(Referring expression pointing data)
··········

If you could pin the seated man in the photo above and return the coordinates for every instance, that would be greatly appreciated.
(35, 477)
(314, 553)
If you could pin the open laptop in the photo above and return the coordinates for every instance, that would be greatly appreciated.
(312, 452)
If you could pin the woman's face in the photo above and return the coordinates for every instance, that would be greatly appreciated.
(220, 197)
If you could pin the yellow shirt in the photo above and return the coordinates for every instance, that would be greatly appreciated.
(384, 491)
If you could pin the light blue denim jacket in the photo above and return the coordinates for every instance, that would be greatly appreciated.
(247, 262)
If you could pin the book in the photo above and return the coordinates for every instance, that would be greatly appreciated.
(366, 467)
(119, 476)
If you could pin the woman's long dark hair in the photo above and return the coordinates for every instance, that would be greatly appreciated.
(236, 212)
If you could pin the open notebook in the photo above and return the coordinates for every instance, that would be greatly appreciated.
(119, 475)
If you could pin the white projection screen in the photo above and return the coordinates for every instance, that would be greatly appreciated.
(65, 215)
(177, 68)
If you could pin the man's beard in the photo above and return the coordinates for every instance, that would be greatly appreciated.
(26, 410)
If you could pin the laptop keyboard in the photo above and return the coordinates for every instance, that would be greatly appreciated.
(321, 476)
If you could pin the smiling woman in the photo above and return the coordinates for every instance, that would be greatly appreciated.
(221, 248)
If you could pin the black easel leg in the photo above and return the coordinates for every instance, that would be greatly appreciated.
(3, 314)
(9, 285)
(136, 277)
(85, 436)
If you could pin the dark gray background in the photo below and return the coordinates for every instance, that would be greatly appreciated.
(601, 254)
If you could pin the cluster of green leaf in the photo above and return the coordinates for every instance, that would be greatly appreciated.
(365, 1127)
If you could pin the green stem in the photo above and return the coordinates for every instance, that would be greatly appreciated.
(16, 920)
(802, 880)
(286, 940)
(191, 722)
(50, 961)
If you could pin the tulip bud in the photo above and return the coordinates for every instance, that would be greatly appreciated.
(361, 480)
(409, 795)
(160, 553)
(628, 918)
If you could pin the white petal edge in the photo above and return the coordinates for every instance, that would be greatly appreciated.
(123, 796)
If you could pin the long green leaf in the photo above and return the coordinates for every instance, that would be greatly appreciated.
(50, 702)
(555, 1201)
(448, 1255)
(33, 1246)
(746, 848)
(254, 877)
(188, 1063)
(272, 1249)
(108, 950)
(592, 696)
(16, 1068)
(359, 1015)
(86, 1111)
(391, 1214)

··········

Exercise
Print the lines of the entries, exactly, from the one containing "If you could pin the white petal" down to the final line, and leave out all the others.

Response to this task
If you could pin the white petal edge in the photo above and return the coordinates for every instance, that would be greatly appreciated.
(123, 796)
If you could pin the long green leaf in the photo above and return the coordinates for every instance, that would be greatly appreciated.
(50, 702)
(555, 1201)
(448, 1255)
(33, 1246)
(746, 848)
(254, 877)
(188, 1063)
(272, 1249)
(108, 950)
(592, 696)
(16, 1068)
(359, 1015)
(86, 1111)
(391, 1214)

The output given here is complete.